## WHAT TO PRODUCE
Please retype the records below exactly as they appear, but leave out the pictures.

[Stored data]

========

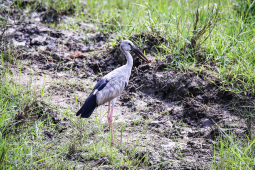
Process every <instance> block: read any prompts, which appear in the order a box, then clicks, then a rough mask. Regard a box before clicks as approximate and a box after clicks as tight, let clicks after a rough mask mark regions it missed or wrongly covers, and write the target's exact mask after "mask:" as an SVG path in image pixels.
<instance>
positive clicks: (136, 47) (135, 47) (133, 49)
mask: <svg viewBox="0 0 255 170" xmlns="http://www.w3.org/2000/svg"><path fill="white" fill-rule="evenodd" d="M133 51H134V52H135V53H136V54H137V55H138V57H140V58H141V59H142V60H143V61H145V62H147V63H150V61H149V60H148V59H147V58H146V57H145V56H144V55H143V53H142V51H141V50H139V48H138V47H137V46H133Z"/></svg>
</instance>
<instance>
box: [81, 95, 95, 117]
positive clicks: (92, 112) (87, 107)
mask: <svg viewBox="0 0 255 170" xmlns="http://www.w3.org/2000/svg"><path fill="white" fill-rule="evenodd" d="M96 107H97V102H96V95H93V94H90V96H89V97H88V98H87V100H86V101H85V103H84V105H83V106H82V107H81V109H80V110H79V111H78V112H77V113H76V116H79V115H81V117H82V118H89V117H90V116H91V114H92V113H93V111H94V110H95V108H96Z"/></svg>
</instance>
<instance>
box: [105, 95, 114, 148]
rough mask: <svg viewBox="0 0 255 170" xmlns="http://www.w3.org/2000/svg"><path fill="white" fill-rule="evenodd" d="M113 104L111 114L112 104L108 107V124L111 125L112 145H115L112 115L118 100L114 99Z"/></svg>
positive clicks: (111, 135)
mask: <svg viewBox="0 0 255 170" xmlns="http://www.w3.org/2000/svg"><path fill="white" fill-rule="evenodd" d="M111 102H112V110H111V112H110V103H109V107H108V110H109V111H108V115H107V118H108V124H109V131H110V134H111V143H113V129H112V115H113V108H114V104H115V102H116V98H115V99H113V100H112V101H111Z"/></svg>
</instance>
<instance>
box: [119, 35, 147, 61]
mask: <svg viewBox="0 0 255 170" xmlns="http://www.w3.org/2000/svg"><path fill="white" fill-rule="evenodd" d="M120 48H121V50H123V51H133V52H135V54H136V55H138V57H140V58H141V59H142V60H144V61H145V62H147V63H150V61H149V60H148V59H147V58H146V57H145V56H144V55H143V53H142V52H141V50H139V48H138V47H137V46H136V45H134V44H133V43H132V42H131V41H129V40H124V41H122V42H121V44H120Z"/></svg>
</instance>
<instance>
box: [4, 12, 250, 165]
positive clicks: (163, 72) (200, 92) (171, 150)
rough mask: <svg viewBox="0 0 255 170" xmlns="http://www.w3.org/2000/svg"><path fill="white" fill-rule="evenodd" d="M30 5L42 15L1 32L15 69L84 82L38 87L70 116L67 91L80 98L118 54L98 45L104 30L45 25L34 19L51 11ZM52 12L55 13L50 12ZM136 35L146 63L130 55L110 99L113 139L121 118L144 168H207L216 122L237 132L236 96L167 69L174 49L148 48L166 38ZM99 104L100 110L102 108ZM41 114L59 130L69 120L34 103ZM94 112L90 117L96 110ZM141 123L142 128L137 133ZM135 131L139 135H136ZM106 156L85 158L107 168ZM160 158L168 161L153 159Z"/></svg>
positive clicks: (225, 130)
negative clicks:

========

## TASK RESULT
Process every <instance> block: read any prompts, which appear in the order a box, then clicks, then a rough mask. Regard a box before clicks as approximate and a box after clicks as tight, let clicks after a rough mask mark regions it missed or wrongly covers, and write the target's exact mask after "mask:" as an SVG path in image pixels.
<instance>
positive clicks: (136, 47) (135, 47) (133, 49)
mask: <svg viewBox="0 0 255 170" xmlns="http://www.w3.org/2000/svg"><path fill="white" fill-rule="evenodd" d="M133 51H134V52H135V53H136V54H137V55H138V57H140V58H141V59H142V60H143V61H145V62H147V63H150V61H149V60H148V59H147V58H146V57H145V56H144V55H143V53H142V51H141V50H139V48H138V47H137V46H133Z"/></svg>
</instance>
<instance>
box: [81, 95, 95, 117]
positive clicks: (92, 112) (87, 107)
mask: <svg viewBox="0 0 255 170" xmlns="http://www.w3.org/2000/svg"><path fill="white" fill-rule="evenodd" d="M96 107H97V102H96V95H93V94H90V96H89V97H88V98H87V100H86V101H85V103H84V105H83V106H82V107H81V109H80V110H79V111H78V112H77V113H76V116H79V115H81V117H82V118H89V117H90V116H91V114H92V113H93V111H94V110H95V108H96Z"/></svg>
</instance>
<instance>
box: [105, 95, 114, 148]
rough mask: <svg viewBox="0 0 255 170" xmlns="http://www.w3.org/2000/svg"><path fill="white" fill-rule="evenodd" d="M113 104L111 114L112 104L108 107V124L111 125L112 145H115L112 115L118 100L114 99Z"/></svg>
positive clicks: (111, 135)
mask: <svg viewBox="0 0 255 170" xmlns="http://www.w3.org/2000/svg"><path fill="white" fill-rule="evenodd" d="M111 102H112V110H111V112H110V103H109V107H108V110H109V111H108V115H107V118H108V124H109V131H110V134H111V143H113V129H112V115H113V108H114V104H115V102H116V98H115V99H113V100H112V101H111Z"/></svg>
</instance>
<instance>
box: [119, 35, 147, 61]
mask: <svg viewBox="0 0 255 170" xmlns="http://www.w3.org/2000/svg"><path fill="white" fill-rule="evenodd" d="M120 48H121V50H123V51H133V52H135V54H136V55H138V57H140V58H141V59H142V60H144V61H145V62H147V63H150V61H149V60H148V59H147V58H146V57H145V56H144V55H143V53H142V52H141V50H139V48H138V47H137V46H136V45H134V44H133V43H132V42H131V41H129V40H124V41H122V42H121V44H120Z"/></svg>
</instance>
<instance>
box: [4, 12, 250, 165]
positive clicks: (163, 72) (200, 92) (171, 150)
rough mask: <svg viewBox="0 0 255 170" xmlns="http://www.w3.org/2000/svg"><path fill="white" fill-rule="evenodd" d="M30 5L42 15L1 32L15 69L84 82L38 87L70 116L67 91L80 98L118 54L98 45L104 30L45 25L34 19L51 11ZM52 12L55 13L50 12ZM136 35L146 63L130 55L110 99L113 139L121 118L144 168H207L216 122L237 132L236 96L167 69L174 49L148 48L166 38ZM99 104L100 110L102 108ZM41 114L59 130L69 120L34 103ZM94 112L90 117L96 110ZM141 123L142 128L137 133ZM135 131L139 135H136ZM106 156L85 158L107 168ZM160 158L168 161L153 159Z"/></svg>
positive clicks: (225, 130)
negative clicks:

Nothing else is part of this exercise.